----- Extracted entries

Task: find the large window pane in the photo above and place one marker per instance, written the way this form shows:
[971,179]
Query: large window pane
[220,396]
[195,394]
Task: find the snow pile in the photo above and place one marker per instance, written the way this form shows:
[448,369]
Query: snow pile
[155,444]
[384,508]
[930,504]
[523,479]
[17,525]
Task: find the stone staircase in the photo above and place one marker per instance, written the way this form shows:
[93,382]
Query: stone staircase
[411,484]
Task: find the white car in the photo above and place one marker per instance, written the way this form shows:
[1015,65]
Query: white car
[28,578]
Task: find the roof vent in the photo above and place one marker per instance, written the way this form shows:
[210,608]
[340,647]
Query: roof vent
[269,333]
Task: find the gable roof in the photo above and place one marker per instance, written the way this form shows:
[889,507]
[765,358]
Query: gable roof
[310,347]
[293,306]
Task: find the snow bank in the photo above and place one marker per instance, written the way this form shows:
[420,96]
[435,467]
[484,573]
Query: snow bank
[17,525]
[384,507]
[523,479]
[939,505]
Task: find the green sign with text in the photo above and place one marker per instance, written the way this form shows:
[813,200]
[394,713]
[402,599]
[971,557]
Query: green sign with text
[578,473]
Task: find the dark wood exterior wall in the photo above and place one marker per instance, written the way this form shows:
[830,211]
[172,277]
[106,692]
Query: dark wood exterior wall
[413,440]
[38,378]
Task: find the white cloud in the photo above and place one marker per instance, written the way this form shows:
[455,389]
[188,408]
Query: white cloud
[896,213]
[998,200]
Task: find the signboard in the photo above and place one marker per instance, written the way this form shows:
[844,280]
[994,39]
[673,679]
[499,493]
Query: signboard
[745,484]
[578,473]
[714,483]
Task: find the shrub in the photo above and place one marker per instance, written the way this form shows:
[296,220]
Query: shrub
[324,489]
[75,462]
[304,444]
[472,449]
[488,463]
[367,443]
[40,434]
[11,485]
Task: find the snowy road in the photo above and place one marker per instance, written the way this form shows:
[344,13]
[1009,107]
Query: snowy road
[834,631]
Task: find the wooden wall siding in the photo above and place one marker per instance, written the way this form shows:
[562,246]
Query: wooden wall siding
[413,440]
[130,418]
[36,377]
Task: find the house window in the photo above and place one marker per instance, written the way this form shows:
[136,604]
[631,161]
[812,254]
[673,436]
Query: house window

----------

Repeat each record in full; every line must match exactly.

> _Result for this task_:
Task: find the large window pane in the photo above and place one marker per instance, written the way this form shows:
[971,179]
Query: large window pane
[220,396]
[195,394]
Task: find the snow pile in the photo above and place one marker per instance, written the way this form shows:
[448,369]
Query: snow pile
[155,444]
[384,508]
[930,504]
[523,479]
[17,525]
Task: find the stone staircase in the photo above and place one marker per instance, written the way this form shows:
[93,382]
Query: stone staircase
[411,484]
Task: find the white car in the photo above and place one marker per instance, written the way this form shows:
[1015,65]
Query: white car
[28,578]
Task: find the roof vent in the photo above and place one marker per instance, written the way this form shows:
[210,608]
[340,647]
Query: roof vent
[269,333]
Task: find the gable roof in the photo above and place one marker per instance, written the way this form shows:
[889,507]
[765,358]
Query: gable roof
[310,347]
[293,306]
Task: find the snow bank in the photo above and place one marker per instance, written the way this form shows:
[420,96]
[435,467]
[484,573]
Query: snow bank
[17,525]
[384,507]
[523,479]
[939,505]
Task: find the green sign with text in the photo above and place one marker per instance, written the way this form shows:
[813,200]
[394,713]
[402,599]
[971,557]
Query: green sign with text
[578,473]
Task: find the dark wood exterior wall in the photo above and place one marker per instance, written the way this form shows:
[830,211]
[172,277]
[106,692]
Query: dark wood exterior wall
[413,440]
[38,378]
Task: find the white cloud in the photo above and place one marker per instance, written the way this form shows:
[455,389]
[188,408]
Query: white cloud
[896,213]
[998,200]
Task: find the signboard in the photo above and place one marker per instance, written the way this form shows:
[844,280]
[994,39]
[673,679]
[499,493]
Query: signboard
[745,484]
[578,473]
[714,483]
Task: find the shrub in the photo above and place one marker per instance, written the way this form shows:
[296,220]
Query: shrub
[324,489]
[75,462]
[304,444]
[472,449]
[488,463]
[367,443]
[40,434]
[11,485]
Task: find the snowy road in the photo above and place one marker per instance, written the way this form shows:
[344,13]
[1009,107]
Query: snowy road
[834,631]
Task: find the wooden wall siding in the photo above and place one marker per instance, written the way this form shows:
[562,246]
Query: wooden wall siding
[413,440]
[130,418]
[36,377]
Task: find the house window in the photo above and place one marker per instance, written the way this form shows:
[136,604]
[631,161]
[812,254]
[673,436]
Query: house window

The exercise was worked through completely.